*** Extracted text
Since the 2021 DIRT Report was published last fall, a debate has stirred about the limits of damage prevention the way it’s done now.
In October, the Common Ground Alliance (CGA) released its report on 2021 submissions to its Damage Information Reporting Tool (DIRT). The results show cause for concern. Total damages reported to DIRT barely budged in 2021. The trendline has flattened since 2019. Using the process most commonly in place across North America, sustained effort isn’t translating into fewer damages.
Of course, there are proven ways to make big improvements in damage rates. Still, the broad results are sobering, and they have spurred important questions about the damage prevention process — including possible changes that could bring huge gains:
Based on submissions to the 2021 DIRT Report, United States infrastructure sustained 192,745 unique damages in 2021. Using apples-to-apples data submitted by facility owners over the past several years, the report shows a 1% increase in damages per 1,000 transmissions from 2020. An increase is never good, but this small bump merely offsets the 1% decrease from the previous year. The overall trend remains stable.1.
At the same time, construction spending rose by $50 billion in 2021, but damages per dollar barely moved — from 0.098 to 0.101.
Standard root causes also haven’t changed much in recent years, with the top three forming over 50% of all damages:
Together, these figures show clear stagnation in key metrics for damage prevention. Despite best efforts with their current methods, infrastructure operators struggle to improve their numbers. The results have led one 2021 DIRT Report author to highlight the need for changes to the standard process and widespread adoption of next-generation technologies to push the industry over the hump.
Jemmie Wang is a prominent figure in the damage prevention community. A former executive at USIC and former co-chair of the CGA Data Committee, he’s the current lead author of the DIRT Report. He also delivered a presentation at the 2022 Midwest Damage Prevention Training Conference that highlights the current stagnation in damage prevention.
“[Damage prevention] is fundamentally the same process as it was 35 years ago,” he says. “Right now, one of the biggest barriers to more improvements is the system itself.”
The normal damage prevention workflow starts with a locating request. An engineer, an excavator, a utility, or a homeowner calls or clicks in a ticket to their local 811 center. The 811 operator then notifies facility owners of the intent to dig near their infrastructure, and those owners hire and dispatch locators to mark the area.
Using this process, facility owners — gas, electric, water, sewer, and telecom companies — spend roughly $5 billion annually to prevent damages. They pay out another $1.5 billion for hits that fall through the cracks in this system (most commonly the missed notifications, locator errors, and excavator errors cited above).
“I ask you this question,” says Wang. “If I increase spending on damage prevention by 10% doing it the same way we do now, do you think we will have 10% fewer damages?
“What about 50%? Would damages be halved? There’s no way. No one believes that.”
Wang adds that facility owners only bear the costs of roughly 10% of the damages to their infrastructure, the rest falling on excavators or locators.
******
Tasks for this exercise
- a) Answer these about the damage prevention article, one line each:
(i) How many unique damages did United States infrastructure sustain in 2021?
(ii) Who is the current lead author of the DIRT Report?
(iii) Roughly how much do facility owners spend each year to prevent damages?
- b) Could you pick up the damage prevention article where it stops and carry it forward?
*** Stored data
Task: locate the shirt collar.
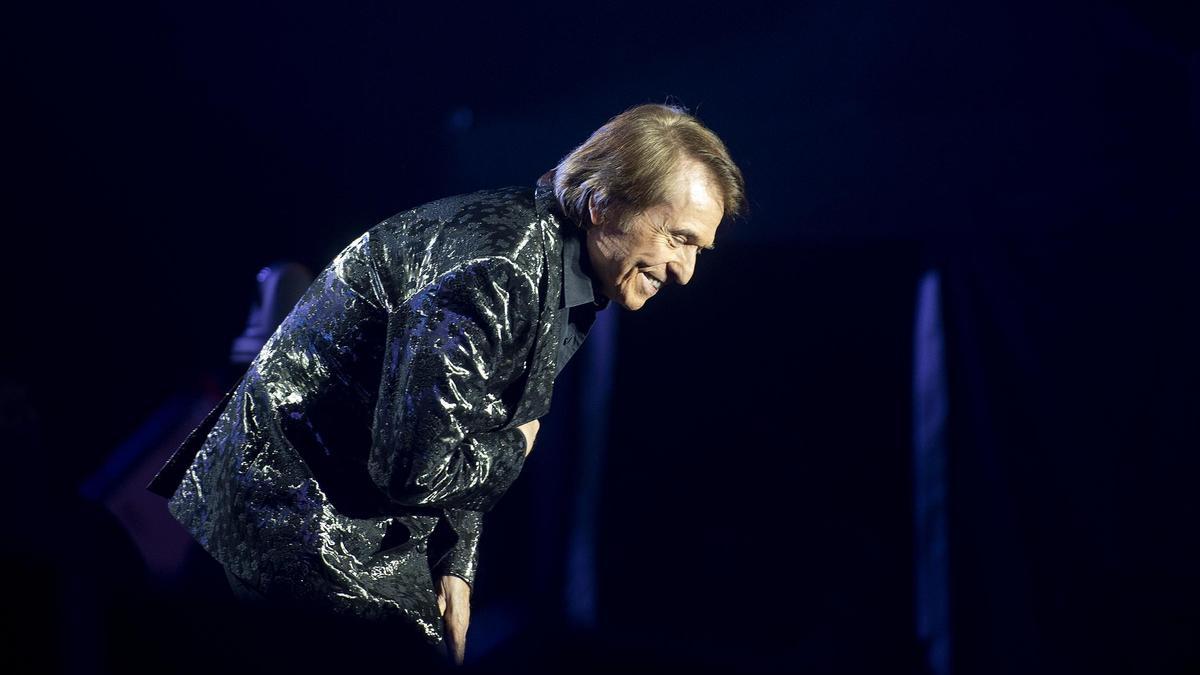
******
Exercise responses
- a)
(i) 192,745
(ii) Jemmie Wang
(iii) About $5 billion

- b)
“So, they’d end up paying $500 million more to reduce damages by $15 million,” he says. “That’s crazy.”
While the damage prevention process has largely remained the same for 35 years, significant improvements were made in the 2000s and early 2010s. In 2005, 811 became a national three-digit number that allows anyone in the United States to call in a request for infrastructure location. Apple released its first iPhone in 2007 and HTC released the first Android phone in 2008. The easy communication of these devices coupled with their onboard GPS significantly upgraded the capabilities of locators.
Smartphone sales finally outpaced regular cellular phone sales in 2013. Since then, Wang notes that little has fundamentally changed the work of damage prevention.
You can’t just ‘locate’ harder, work more. It’s got to be something more intelligent.
— Jemmie Wang,
2021 DIRT Report author
It’s true that changes in data and communications technologies plateaued in tandem with damages to underground infrastructure. In 2018, Pew Research published an article highlighting the lack of growth in internet use and device ownership in the U.S. Smartphones, mobile internet, and GPS were all “quantum leap improvements” for locators, according to Wang, but more recent technologies have yet to translate into similar results. Rather, current technologies have taken damage prevention efforts as far as they can go and, to see real improvements, the system needs to change.
“You can’t just ‘locate’ harder, work more. It’s got to be something more intelligent.”
Even if the costs are currently misaligned, there are clear reasons to pursue fewer damages to infrastructure. Every damage poses a safety risk to workers and communities. Each time a backhoe strikes a gas line, it risks explosion, evacuation, and release of methane into the atmosphere.
But what can companies do? Wang envisions a new damage prevention workflow that leverages emerging technologies and processes to prioritize locations and interventions.
“Instead of using this shotgun approach, where the ticket called in at this farm in the middle of nowhere is treated as important as this ticket near this airport or substation, you can use software to allocate resources more intelligently,” says Wang.
His proposed workflow has several adjustments that could bring damage numbers down. He suggests 811 centers share their GIS databases with qualified excavators, so they can confirm the lack of underground assets in low-risk areas themselves. Then, they could dig safely without needing to wait the required 48 hours — lessening the burden on overwhelmed locators. With a more structured understanding of priorities, facility owners could send their inspectors to dig sites with difficult terrain or inexperienced work crews.
Wang also thinks the more strategic interventions in this workflow would improve the timeliness of locates too, which could advance damage prevention even further.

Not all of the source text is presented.